What needs to be done
Can you give the lines again, from the line that contains "the ceiling fan;" through the end of the rows, with "nightstand" replaced by "bedside table" and nothing else changed?

Rows
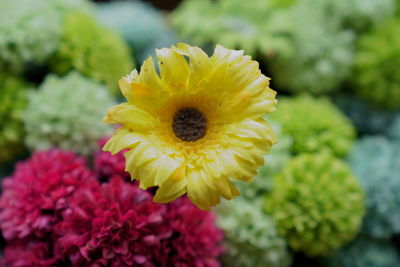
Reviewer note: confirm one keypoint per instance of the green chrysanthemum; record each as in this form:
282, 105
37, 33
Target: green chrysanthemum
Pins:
143, 27
323, 51
375, 161
364, 252
377, 75
316, 203
367, 118
92, 50
30, 30
394, 129
66, 113
251, 237
256, 26
12, 102
275, 161
315, 125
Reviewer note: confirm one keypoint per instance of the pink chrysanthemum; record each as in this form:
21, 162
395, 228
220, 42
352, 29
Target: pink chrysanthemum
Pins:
27, 253
107, 165
119, 225
196, 238
38, 190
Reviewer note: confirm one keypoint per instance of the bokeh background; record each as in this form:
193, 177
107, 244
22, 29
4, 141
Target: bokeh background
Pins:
329, 193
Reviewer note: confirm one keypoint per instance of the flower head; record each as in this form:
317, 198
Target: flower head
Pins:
38, 190
58, 116
317, 203
195, 126
119, 225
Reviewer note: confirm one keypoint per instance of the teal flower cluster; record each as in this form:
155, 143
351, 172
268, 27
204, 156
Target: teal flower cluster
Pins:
365, 252
256, 26
315, 125
367, 118
143, 27
93, 50
30, 30
317, 203
251, 237
66, 113
376, 75
12, 102
375, 161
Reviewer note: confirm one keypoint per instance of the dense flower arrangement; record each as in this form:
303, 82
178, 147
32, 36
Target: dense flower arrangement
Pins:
315, 125
366, 118
29, 38
366, 252
376, 49
54, 212
66, 112
38, 191
143, 27
274, 162
322, 56
196, 126
317, 203
93, 50
256, 26
375, 161
12, 102
251, 237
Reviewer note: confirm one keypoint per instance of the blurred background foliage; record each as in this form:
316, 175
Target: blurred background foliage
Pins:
328, 194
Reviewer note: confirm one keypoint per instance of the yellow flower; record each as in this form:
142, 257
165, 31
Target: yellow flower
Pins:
195, 127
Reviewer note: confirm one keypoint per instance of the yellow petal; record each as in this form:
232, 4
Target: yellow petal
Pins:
199, 193
199, 61
131, 116
122, 139
170, 190
174, 70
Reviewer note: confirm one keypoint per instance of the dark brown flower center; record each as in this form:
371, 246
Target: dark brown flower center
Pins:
189, 124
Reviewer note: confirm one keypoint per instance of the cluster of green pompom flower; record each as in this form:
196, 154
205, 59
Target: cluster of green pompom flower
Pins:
92, 50
365, 252
251, 237
315, 125
28, 38
375, 161
66, 113
377, 75
12, 103
322, 56
139, 24
317, 203
256, 26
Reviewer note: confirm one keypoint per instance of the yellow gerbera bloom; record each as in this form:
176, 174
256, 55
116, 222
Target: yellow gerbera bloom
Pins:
195, 127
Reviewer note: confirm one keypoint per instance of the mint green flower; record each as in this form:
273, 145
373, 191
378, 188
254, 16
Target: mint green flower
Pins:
93, 50
13, 93
376, 75
256, 26
30, 30
67, 113
317, 203
315, 125
143, 27
251, 237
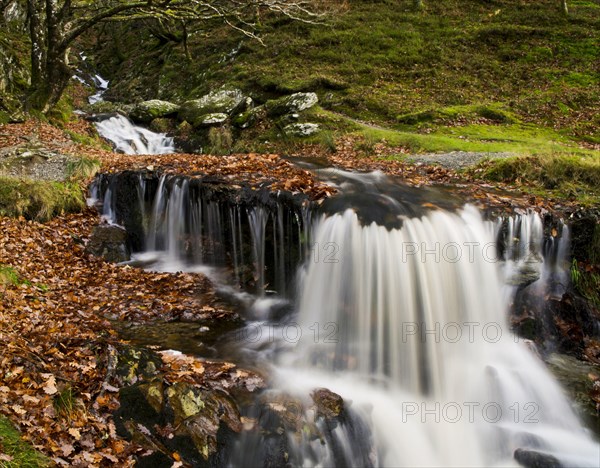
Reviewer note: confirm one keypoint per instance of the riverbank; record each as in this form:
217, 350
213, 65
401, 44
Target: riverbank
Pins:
59, 303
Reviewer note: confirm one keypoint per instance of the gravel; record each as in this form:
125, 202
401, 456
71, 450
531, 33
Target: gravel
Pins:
455, 159
35, 163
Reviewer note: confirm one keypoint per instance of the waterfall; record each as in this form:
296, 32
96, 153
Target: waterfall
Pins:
187, 225
413, 331
131, 139
402, 311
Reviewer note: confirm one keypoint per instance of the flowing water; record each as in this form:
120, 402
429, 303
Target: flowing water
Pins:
131, 139
401, 310
418, 340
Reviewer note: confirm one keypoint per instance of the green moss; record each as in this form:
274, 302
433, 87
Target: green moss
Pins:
23, 454
574, 177
83, 168
39, 200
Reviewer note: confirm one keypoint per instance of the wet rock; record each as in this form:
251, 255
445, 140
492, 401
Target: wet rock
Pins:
146, 111
301, 130
292, 104
199, 415
102, 116
582, 381
110, 242
329, 405
528, 272
225, 101
135, 364
527, 326
248, 118
211, 120
533, 459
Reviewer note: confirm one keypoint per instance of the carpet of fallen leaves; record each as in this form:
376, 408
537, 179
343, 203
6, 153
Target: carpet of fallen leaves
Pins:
54, 333
54, 329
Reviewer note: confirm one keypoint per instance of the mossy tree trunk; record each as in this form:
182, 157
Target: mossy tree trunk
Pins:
55, 24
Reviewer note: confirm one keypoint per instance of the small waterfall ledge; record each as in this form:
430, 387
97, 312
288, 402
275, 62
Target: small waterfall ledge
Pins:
388, 292
261, 236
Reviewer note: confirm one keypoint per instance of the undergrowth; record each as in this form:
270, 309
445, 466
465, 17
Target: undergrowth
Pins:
39, 200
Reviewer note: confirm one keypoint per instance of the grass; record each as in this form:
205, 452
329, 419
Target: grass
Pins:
83, 168
39, 200
380, 60
574, 177
23, 455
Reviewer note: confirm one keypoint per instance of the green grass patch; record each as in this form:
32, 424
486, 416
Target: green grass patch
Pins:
22, 454
564, 176
39, 200
83, 168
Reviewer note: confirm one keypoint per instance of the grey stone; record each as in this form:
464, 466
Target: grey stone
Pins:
224, 101
292, 104
146, 111
110, 242
301, 130
211, 120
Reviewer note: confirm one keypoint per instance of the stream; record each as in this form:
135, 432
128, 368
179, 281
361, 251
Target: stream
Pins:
393, 297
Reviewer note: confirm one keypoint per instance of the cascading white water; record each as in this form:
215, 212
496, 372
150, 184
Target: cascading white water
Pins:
422, 349
529, 256
130, 139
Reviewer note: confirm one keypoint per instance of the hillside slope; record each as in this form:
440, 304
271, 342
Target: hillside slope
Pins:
384, 62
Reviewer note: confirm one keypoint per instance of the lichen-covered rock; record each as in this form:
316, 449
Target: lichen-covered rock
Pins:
292, 104
211, 120
329, 405
146, 111
301, 130
110, 242
225, 101
248, 118
528, 272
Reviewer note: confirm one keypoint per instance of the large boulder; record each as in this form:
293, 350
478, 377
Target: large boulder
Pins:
224, 101
110, 242
147, 111
301, 129
212, 120
292, 104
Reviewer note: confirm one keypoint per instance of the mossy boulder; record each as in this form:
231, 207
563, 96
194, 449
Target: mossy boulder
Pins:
328, 404
224, 101
301, 130
109, 242
292, 104
147, 111
211, 120
248, 118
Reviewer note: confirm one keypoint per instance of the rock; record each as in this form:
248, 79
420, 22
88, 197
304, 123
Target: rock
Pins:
527, 327
292, 104
528, 272
110, 242
248, 118
533, 459
329, 405
100, 117
211, 120
225, 101
146, 111
301, 130
162, 125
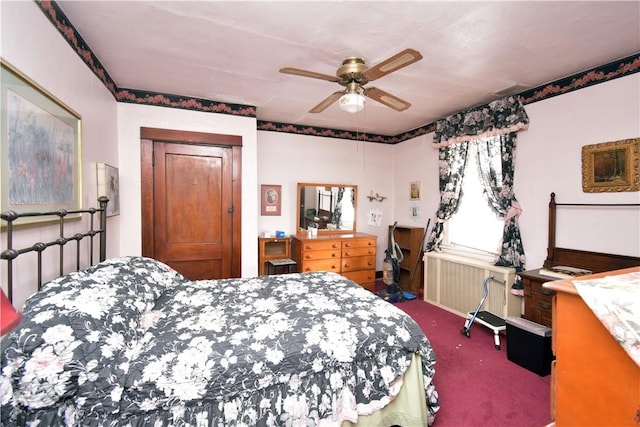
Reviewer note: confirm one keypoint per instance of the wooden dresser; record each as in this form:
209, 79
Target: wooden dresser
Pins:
352, 255
594, 381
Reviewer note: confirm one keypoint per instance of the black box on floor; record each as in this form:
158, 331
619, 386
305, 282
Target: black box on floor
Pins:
529, 345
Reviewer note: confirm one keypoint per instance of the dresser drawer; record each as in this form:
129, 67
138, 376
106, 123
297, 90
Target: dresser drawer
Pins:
358, 263
359, 243
321, 254
318, 245
321, 265
364, 251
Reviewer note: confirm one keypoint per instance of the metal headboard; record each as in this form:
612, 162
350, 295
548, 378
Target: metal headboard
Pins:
10, 253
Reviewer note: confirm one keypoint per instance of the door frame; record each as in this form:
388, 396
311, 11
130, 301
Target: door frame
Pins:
150, 135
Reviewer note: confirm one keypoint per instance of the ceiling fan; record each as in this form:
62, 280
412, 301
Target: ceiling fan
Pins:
354, 74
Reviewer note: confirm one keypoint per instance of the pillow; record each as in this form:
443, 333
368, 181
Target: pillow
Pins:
74, 329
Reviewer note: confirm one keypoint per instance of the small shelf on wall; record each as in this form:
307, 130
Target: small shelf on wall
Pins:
409, 239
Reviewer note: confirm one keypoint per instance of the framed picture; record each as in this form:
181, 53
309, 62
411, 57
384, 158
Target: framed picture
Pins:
415, 190
271, 196
108, 185
40, 151
611, 166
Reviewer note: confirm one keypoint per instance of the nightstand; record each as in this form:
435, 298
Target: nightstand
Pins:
537, 300
272, 248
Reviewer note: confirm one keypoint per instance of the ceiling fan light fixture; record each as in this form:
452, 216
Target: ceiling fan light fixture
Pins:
352, 102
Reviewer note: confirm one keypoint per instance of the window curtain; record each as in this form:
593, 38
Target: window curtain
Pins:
496, 156
494, 127
452, 161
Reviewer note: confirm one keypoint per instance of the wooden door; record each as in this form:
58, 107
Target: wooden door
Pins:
193, 208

Expected output
Reviewer note: confirm one keypoint per instance of the ceiling fan; record each as in this form:
62, 280
412, 301
Target: ceiling fan
Pins:
354, 74
Reviewer note: confirm one keypoint per instance of the pillow; record each as in this form:
443, 333
368, 181
Target: pillow
Pins:
74, 329
Reviewer note: confirm one keypoint per instance of the small shelf on wall; record each as in this form:
307, 130
Target: small shelf on wall
Pins:
409, 239
Reviewer note: confirm one keypoint per instance of the framed picture; record each as in this form:
181, 53
309, 62
411, 57
384, 158
Target: framed picture
Pins:
415, 190
271, 196
108, 185
40, 151
611, 166
Reviewer note: confirm one keypoint per instance of the bedside table; record each as in this form:
435, 298
Target: bedside table
Pins:
537, 300
272, 248
Reviewer note: confirm one keypoint per instance of the ceiling fan light fixture; record each as in this form:
452, 216
Target: ceiling fan light fixture
Pins:
352, 102
Reviewer note: confirm one keypoint per instance of the window curtain; record each as in this form:
593, 38
Target: window curtain
Pins:
496, 156
494, 127
452, 161
Reviewer note: confirm one keypoint per instance of the wooden door; record each as in this form:
58, 107
Target: wooden door
Pins:
193, 208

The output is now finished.